=== Quoted passage ===

Notice of Pre-AIA  or AIA  Status
The present application, filed on or after March 16, 2013, is being examined under the first inventor to file provisions of the AIA .

EXAMINER'S AMENDMENT
An examiner’s amendment to the record appears below. Should the changes and/or additions be unacceptable to applicant, an amendment may be filed as provided by 37 CFR 1.312. To ensure consideration of such an amendment, it MUST be submitted no later than the payment of the issue fee.

Authorization for this examiner’s amendment was given in an interview with Ariyeh Akmal on 5/2/22.

The application has been amended as follows: 
Claim 1
A system for document analysis comprising: 
a processor; 
a data store, comprising a first target corpus of electronic document and a second target corpus of electronic documents; and 
a non-transitory computer readable medium comprising instructions for: 
receiving a definition of a first code in association with the first target corpus; 
creating a first dataset for the first code, wherein the first dataset comprises documents from the first target corpus; 
receiving an indication that the first code is to be boosted with a second code, wherein the second code is associated with the second target corpus and the second code is associated with a second dataset, the second dataset comprising a first set of positive signals associated with the second code and documents of the second corpus and a first set of negative signals associated with the second code and documents of the second target corpus, wherein a positive signal of the first set of positive signals indicates that a first associated document of the second target corpus belongs to the second code and a negative signal of the first set of negative signals indicates that a second associated document of the second target corpus does not belong to the second code; 
adding the second dataset associated with the second code and the second target corpus to the first dataset of the first code such that the first dataset comprises a boosting dataset including the second dataset comprising the first set of positive signals associated with the second code and documents of the second corpus and the first set of negative signals associated with the second code and documents of the second target corpus; training a first machine learning model for the first code on the boosting dataset of the first dataset, including training the first machine learning model based on the positive signal, the first associated document of the second target corpus, the [ first ] negative signal, and the second associated document of the second target corpus of the boosting dataset; 
generating predictive scores for the first code for documents of the first target corpus using the first machine learning model; and 
 3presenting the predictive scores in association with documents of the first target corpus to a user.

Claim 8
A method for document analysis comprising: 
receiving a definition of a first code in association with the first target corpus; 
creating a first dataset for the first code, wherein the first dataset comprises documents from the first target corpus; 
receiving an indication that the first code is to be boosted with a second code, wherein the second code is associated with the second target corpus and the second code is associated with a second dataset, the second dataset comprising a first set of positive signals associated with the second code and documents of the second corpus and a first set of negative signals associated with the second code and documents of the second target corpus, wherein a positive signal of the first set of positive signals indicates that a first associated document of the second target corpus belongs to the second code and a negative signal of the first set of negative signals indicates that a second associated document of the second target corpus does not belong to the second code; 
adding the second dataset associated with the second code and the second target corpus to the first dataset of the first code such that the first dataset comprises a boosting dataset including the second dataset comprising the first set of positive signals associated with the second code and documents of the second corpus and the first set of negative signals associated with the second code and documents of the second target corpus; 
training a first machine learning model for the first code on the boosting dataset of the first dataset, including training the first machine learning model based on the positive signal, the first associated document of the second target corpus, the [ first ] negative signal, and the second associated document of the second target corpus of the boosting dataset; 
generating predictive scores for the first code for documents of the first target corpus using the first machine learning model; and 
presenting the predictive scores in association with documents of the first target corpus to a user.

===

Problem statement –
Write the next part of the examiner's amendment to the document-analysis claims, picking up after its last line.

=== Rows ===

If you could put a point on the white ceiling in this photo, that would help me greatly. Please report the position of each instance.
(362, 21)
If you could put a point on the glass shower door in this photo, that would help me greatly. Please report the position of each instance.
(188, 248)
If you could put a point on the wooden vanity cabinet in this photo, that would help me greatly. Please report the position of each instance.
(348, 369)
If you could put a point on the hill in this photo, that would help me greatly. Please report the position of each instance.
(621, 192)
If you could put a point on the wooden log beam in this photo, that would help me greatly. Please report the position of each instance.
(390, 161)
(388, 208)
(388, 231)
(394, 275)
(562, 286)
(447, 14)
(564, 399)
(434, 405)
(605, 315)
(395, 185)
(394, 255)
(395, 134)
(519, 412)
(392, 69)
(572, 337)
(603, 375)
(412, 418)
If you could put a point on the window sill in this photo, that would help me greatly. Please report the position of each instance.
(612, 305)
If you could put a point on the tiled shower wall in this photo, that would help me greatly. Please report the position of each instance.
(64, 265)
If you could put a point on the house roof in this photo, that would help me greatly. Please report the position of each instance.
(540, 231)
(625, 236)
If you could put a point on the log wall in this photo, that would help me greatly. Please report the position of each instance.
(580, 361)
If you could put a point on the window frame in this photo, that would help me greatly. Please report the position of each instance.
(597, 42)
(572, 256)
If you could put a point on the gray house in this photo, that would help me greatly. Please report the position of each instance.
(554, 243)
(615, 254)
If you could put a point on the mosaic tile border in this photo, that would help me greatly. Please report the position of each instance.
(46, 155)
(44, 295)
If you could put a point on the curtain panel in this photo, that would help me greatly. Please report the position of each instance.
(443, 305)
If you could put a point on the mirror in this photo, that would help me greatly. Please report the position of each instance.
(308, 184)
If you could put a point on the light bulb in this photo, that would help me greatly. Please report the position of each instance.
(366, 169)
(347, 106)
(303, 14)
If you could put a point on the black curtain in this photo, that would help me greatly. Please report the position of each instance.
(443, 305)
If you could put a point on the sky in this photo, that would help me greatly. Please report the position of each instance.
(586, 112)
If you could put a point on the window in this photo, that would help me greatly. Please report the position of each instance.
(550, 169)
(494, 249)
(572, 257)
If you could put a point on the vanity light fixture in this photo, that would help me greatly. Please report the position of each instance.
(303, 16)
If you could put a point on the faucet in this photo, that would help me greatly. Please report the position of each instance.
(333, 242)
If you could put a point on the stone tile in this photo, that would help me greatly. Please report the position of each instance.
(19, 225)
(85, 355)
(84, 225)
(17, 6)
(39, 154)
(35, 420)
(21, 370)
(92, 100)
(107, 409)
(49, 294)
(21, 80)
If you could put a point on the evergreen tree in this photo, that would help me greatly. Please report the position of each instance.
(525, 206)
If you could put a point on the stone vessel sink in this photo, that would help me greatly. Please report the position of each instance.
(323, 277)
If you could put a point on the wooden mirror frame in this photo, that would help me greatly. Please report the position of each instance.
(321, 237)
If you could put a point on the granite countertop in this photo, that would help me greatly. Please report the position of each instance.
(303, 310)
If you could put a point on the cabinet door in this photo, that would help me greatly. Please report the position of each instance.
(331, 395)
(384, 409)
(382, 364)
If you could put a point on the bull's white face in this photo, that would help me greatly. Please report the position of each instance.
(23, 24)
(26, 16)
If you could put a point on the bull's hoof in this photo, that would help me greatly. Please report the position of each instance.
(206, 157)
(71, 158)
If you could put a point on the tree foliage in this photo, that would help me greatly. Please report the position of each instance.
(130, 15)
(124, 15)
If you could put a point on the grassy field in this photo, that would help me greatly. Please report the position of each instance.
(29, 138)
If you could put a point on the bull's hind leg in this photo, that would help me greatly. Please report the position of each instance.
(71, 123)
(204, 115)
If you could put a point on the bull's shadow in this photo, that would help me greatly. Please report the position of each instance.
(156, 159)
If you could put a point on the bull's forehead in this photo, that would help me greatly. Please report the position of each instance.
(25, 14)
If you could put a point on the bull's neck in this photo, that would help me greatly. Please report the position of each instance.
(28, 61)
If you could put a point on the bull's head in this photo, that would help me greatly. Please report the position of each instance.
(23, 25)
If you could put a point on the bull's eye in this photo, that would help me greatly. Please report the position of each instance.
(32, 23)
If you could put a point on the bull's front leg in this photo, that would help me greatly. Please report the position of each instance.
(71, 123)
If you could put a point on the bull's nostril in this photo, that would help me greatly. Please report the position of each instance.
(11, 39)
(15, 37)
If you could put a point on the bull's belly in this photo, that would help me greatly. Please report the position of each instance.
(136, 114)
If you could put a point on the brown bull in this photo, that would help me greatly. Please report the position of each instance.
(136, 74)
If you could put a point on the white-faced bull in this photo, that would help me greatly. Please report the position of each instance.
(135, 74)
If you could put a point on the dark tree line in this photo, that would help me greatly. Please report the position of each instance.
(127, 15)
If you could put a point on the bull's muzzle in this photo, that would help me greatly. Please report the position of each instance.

===

The response –
Claim 15
A non-transitory computer readable medium, comprising instruction for: 
receiving a definition of a first code in association with the first target corpus; 
creating a first dataset for the first code, wherein the first dataset comprises documents from the first target corpus; 
receiving an indication that the first code is to be boosted with a second code, wherein the second code is associated with the second target corpus and the second code is associated with a second dataset, the second dataset comprising a first set of positive signals associated with the second code and documents of the second corpus and a first set of negative signals associated with the second code and documents of the second target corpus, wherein a positive signal of the first set of positive signals indicates that a first associated document of the second target corpus belongs to the second code and a negative signal of the first set of negative signals indicates that a second associated document of the second target corpus does not belong to the second code; 
adding the second dataset associated with the second code and the second target corpus to the first dataset of the first code such that the first dataset comprises a boosting dataset including the second dataset comprising the first set of positive signals associated with the second code and documents of the second corpus and the first set of negative signals associated with the second code and documents of the second target corpus; 
training a first machine learning model for the first code on the boosting dataset of the first dataset, including training the first machine leaning model based on the positive signal, the first associated document of the second target corpus, the [ first ] negative signal, and the second associated document of the second target corpus of the boosting dataset; 
generating predictive scores for the first code for documents of the first target corpus using the first machine learning model; and 
presenting the predictive scores in association with documents of the first target corpus to a user.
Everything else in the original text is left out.